> [Zitierter Auszug]:
═══

Gegen die Abschaffung des Zölibats
Vier Tage lang haben die deutschen Bischöfe bei ihrer Frühjahrs-Vollversammlung in Bergisch Gladbach getagt. Beim abschließenden Pressegespräch sprach der Vorsitzende der Bischofskonferenz, Kardinal Reinhard Marx, über Priester in der heutigen Zeit, die Eucharistie für konfessionsverschiedene Ehepartner und einen Staat, der Menschen beim Suizid nicht die Hand reichen darf.
Studientag zum priesterlichen Dienst
Bei einem Studienhalbtag im Rahmen der Vollversammlung sprachen die Bischöfe über die Konsequenzen, die die veränderten Bedingungen des priesterlichen Dienstes und Lebens mit sich bringen. Im Mittelpunkt stand dabei nicht die Frage nach dem Priestermangel oder der zölibatären Lebensform, sondern die Frage nach dem Gelingen eines Lebens und Wirkens als Priester in der heutigen Zeit. Hier diagnostizierten die Bischöfe, dass sich "das Leitbild einer umfassenden seelsorglichen Verantwortung nicht selten als menschliche und geistliche Überforderung" von Priestern erweise.

═══

> [Zu erledigen]:
a: Erkläre anhand des Textes über die Vollversammlung der Bischöfe, was die Bischöfe am Leitbild einer umfassenden seelsorglichen Verantwortung bemängelten.
b: Nenne alle Themen, über die Kardinal Reinhard Marx laut dem Text über die Vollversammlung der Bischöfe beim abschließenden Pressegespräch sprach.
c: Führe den Text über die Vollversammlung der Bischöfe nach seinem letzten Satz weiter.

[Daten zur Verortung von Bildpunkten]
═══

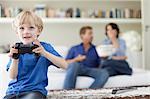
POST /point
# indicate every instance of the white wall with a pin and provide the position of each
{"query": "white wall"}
(62, 33)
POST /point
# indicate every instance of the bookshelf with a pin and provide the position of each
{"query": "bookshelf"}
(81, 20)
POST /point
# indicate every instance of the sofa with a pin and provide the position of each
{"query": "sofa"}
(56, 76)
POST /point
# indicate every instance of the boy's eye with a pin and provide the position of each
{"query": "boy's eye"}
(31, 27)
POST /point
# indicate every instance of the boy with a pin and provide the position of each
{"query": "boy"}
(28, 72)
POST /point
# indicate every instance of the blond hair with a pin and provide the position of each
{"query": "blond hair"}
(29, 18)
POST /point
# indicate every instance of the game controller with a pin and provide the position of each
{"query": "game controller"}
(22, 49)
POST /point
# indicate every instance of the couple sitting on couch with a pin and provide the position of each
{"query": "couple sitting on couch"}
(29, 72)
(83, 59)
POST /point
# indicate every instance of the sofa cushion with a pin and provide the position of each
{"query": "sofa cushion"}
(56, 78)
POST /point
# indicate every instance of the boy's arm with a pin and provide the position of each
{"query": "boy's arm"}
(13, 69)
(13, 66)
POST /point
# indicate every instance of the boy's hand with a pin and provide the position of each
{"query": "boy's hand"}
(40, 49)
(12, 51)
(80, 58)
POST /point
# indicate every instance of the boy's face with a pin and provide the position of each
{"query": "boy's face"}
(27, 33)
(88, 36)
(112, 33)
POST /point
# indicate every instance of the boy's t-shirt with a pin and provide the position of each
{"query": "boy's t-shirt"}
(32, 72)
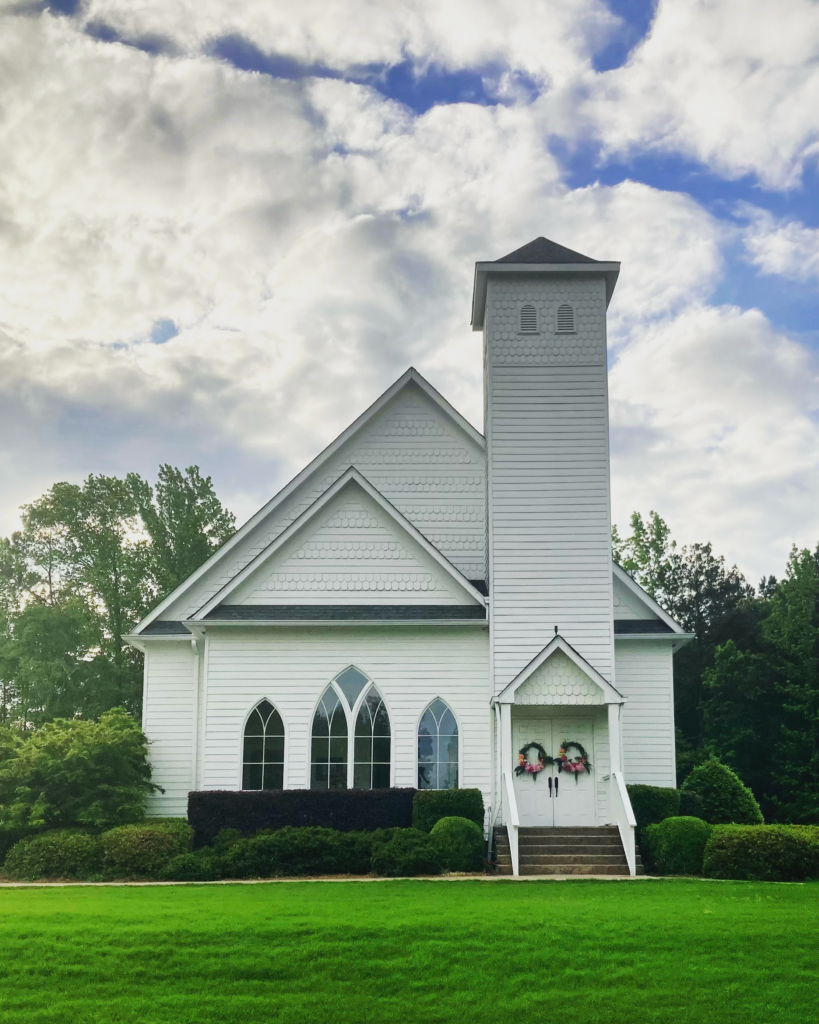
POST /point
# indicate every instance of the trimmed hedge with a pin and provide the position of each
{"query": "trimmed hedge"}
(725, 800)
(460, 843)
(677, 845)
(11, 836)
(406, 853)
(297, 851)
(199, 866)
(430, 806)
(652, 804)
(141, 851)
(343, 810)
(60, 853)
(763, 853)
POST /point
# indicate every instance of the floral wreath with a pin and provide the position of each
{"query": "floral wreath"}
(573, 765)
(525, 767)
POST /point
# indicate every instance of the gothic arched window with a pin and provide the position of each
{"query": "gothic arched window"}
(565, 318)
(372, 750)
(263, 753)
(437, 748)
(528, 318)
(329, 747)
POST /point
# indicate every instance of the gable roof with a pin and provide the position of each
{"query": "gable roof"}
(350, 476)
(543, 250)
(610, 694)
(649, 602)
(410, 377)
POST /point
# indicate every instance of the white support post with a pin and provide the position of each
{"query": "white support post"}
(510, 804)
(614, 745)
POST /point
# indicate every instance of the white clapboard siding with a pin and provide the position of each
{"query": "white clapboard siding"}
(350, 551)
(418, 457)
(168, 720)
(644, 671)
(547, 435)
(292, 668)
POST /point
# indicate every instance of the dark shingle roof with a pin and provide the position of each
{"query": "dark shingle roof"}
(624, 626)
(165, 629)
(361, 612)
(545, 251)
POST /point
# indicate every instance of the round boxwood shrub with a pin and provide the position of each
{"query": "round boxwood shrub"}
(725, 799)
(61, 853)
(763, 853)
(430, 806)
(141, 851)
(407, 852)
(199, 866)
(460, 843)
(677, 845)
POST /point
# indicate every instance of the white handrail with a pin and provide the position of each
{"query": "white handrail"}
(512, 821)
(623, 815)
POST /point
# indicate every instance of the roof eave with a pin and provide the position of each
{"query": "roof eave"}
(609, 271)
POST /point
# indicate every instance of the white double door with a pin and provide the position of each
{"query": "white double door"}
(552, 798)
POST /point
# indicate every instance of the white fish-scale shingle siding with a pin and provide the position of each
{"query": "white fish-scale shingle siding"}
(415, 455)
(547, 430)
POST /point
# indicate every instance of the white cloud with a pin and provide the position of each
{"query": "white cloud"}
(780, 246)
(731, 83)
(551, 42)
(716, 425)
(310, 240)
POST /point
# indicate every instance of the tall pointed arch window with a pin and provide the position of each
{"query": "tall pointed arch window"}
(528, 318)
(372, 751)
(565, 318)
(263, 751)
(351, 707)
(437, 748)
(329, 745)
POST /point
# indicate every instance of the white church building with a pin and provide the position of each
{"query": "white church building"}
(423, 601)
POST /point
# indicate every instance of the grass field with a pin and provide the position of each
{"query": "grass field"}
(579, 952)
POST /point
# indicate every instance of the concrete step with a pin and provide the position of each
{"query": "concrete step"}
(574, 858)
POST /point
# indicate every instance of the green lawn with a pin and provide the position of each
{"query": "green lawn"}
(576, 952)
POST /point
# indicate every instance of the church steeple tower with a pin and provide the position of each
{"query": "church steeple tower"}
(543, 312)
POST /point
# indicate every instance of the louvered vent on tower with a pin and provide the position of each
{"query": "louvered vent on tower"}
(528, 320)
(565, 318)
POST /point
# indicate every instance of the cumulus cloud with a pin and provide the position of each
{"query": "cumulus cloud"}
(298, 243)
(716, 425)
(780, 246)
(551, 43)
(308, 240)
(733, 84)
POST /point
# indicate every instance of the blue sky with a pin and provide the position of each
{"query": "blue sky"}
(232, 224)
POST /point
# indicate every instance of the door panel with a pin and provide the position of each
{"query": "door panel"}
(569, 800)
(533, 795)
(574, 803)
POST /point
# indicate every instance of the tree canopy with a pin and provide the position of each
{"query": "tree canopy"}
(90, 560)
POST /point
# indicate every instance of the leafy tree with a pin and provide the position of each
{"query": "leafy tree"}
(90, 561)
(706, 598)
(184, 520)
(73, 773)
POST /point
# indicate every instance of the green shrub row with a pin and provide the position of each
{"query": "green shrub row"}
(128, 851)
(676, 846)
(162, 849)
(763, 853)
(751, 853)
(455, 844)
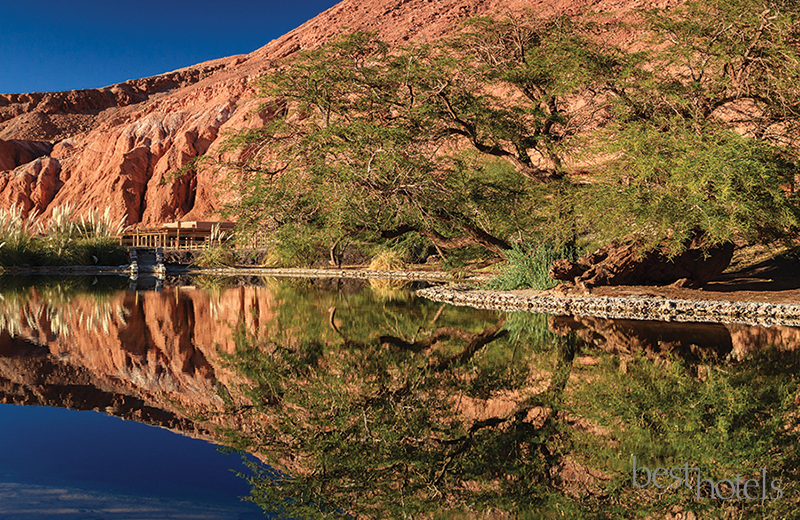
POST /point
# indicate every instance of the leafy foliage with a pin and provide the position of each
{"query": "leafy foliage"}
(694, 137)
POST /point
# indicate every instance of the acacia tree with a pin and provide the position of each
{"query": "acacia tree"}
(702, 136)
(377, 143)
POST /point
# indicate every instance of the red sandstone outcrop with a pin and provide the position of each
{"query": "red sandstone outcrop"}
(119, 146)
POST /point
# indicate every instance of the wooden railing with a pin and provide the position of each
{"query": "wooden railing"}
(168, 241)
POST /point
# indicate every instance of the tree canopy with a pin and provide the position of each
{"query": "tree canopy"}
(478, 139)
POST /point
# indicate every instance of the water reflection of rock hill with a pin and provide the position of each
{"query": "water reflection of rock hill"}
(149, 356)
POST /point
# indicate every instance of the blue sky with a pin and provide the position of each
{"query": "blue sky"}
(52, 45)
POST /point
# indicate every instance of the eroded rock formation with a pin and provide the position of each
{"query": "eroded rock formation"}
(120, 146)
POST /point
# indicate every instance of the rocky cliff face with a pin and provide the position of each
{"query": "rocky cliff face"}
(119, 146)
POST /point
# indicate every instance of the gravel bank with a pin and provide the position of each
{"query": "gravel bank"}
(659, 309)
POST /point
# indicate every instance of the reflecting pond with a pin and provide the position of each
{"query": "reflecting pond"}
(356, 398)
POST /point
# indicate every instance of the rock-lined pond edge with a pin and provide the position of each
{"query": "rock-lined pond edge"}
(631, 307)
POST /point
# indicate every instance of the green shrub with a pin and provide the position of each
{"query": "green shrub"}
(528, 266)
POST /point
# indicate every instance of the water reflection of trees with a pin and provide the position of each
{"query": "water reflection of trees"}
(55, 305)
(380, 409)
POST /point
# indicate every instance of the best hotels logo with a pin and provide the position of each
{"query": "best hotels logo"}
(737, 487)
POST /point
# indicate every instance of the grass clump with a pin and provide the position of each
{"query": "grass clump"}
(91, 239)
(529, 266)
(388, 260)
(218, 254)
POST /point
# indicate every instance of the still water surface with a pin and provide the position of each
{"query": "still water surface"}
(370, 402)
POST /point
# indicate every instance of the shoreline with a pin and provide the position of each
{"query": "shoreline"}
(456, 292)
(653, 308)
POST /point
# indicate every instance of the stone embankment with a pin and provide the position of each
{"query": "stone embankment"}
(661, 309)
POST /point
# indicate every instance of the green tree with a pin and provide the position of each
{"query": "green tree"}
(702, 132)
(379, 143)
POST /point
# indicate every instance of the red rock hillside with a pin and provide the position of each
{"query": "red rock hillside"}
(117, 146)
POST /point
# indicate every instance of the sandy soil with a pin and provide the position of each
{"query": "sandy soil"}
(751, 277)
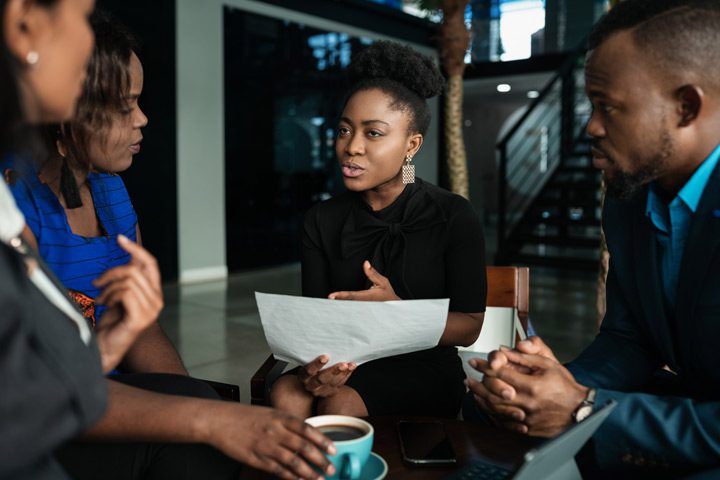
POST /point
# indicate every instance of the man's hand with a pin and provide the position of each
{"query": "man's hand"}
(381, 290)
(325, 383)
(133, 295)
(268, 440)
(529, 393)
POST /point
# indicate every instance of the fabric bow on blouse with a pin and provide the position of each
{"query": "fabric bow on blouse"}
(385, 231)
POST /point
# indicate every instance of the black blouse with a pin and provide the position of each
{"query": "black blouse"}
(429, 243)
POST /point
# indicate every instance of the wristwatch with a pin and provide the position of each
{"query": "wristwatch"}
(586, 407)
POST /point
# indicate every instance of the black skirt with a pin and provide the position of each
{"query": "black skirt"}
(425, 383)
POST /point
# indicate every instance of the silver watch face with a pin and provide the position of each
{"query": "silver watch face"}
(582, 413)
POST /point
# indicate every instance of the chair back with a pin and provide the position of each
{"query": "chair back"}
(506, 315)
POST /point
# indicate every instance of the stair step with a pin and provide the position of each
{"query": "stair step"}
(583, 184)
(580, 242)
(571, 263)
(579, 169)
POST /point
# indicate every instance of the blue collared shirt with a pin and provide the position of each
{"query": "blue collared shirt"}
(672, 223)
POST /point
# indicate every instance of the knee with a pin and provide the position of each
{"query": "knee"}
(287, 392)
(345, 402)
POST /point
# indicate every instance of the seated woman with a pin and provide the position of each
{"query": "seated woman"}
(390, 237)
(76, 206)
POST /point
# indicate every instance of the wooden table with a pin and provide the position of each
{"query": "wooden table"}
(469, 441)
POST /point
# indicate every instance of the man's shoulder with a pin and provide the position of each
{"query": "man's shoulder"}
(619, 213)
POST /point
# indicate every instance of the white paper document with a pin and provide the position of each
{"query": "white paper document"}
(299, 329)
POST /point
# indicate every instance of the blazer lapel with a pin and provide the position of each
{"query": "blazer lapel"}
(647, 278)
(701, 246)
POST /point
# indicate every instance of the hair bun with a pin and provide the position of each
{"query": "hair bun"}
(400, 63)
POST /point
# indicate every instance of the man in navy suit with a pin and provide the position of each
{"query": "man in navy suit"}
(653, 77)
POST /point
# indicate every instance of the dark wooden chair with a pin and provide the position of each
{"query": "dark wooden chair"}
(507, 287)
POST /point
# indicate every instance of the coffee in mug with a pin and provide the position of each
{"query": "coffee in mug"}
(339, 433)
(353, 439)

═══

> [Lösungen]:
a: Nach der Diagnose der Bischöfe erweist sich dieses Leitbild nicht selten als menschliche und geistliche Überforderung von Priestern.

b:
- Priester in der heutigen Zeit
- die Eucharistie für konfessionsverschiedene Ehepartner
- einen Staat, der Menschen beim Suizid nicht die Hand reichen darf

c:
Im Rahmen des Studienhalbtages sprach der Dresdner Bischof Heinrich Timmerevers über das Thema "Gelingende Pfarrerrolle - auch in extremen Situationen" und beschrieb dabei die Spannung zwischen den gewandelten Idealforderungen an einen Pfarrer und den realen Priestern, die in der Regel noch unter ganz anderen Bedingungen Priester geworden seien. "Es bereitet Sorge, dass wegen der gewandelten Anforderungen eine nicht unerhebliche Zahl von Priestern gar nicht mehr als Pfarrer eingesetzt werden kann", heißt es im Abschlussbericht der Vollversammlung. Hohen Anforderungen durch Managementaufgaben würden zudem das geistliche Profil des priesterlichen Dienstes beeinträchtigen.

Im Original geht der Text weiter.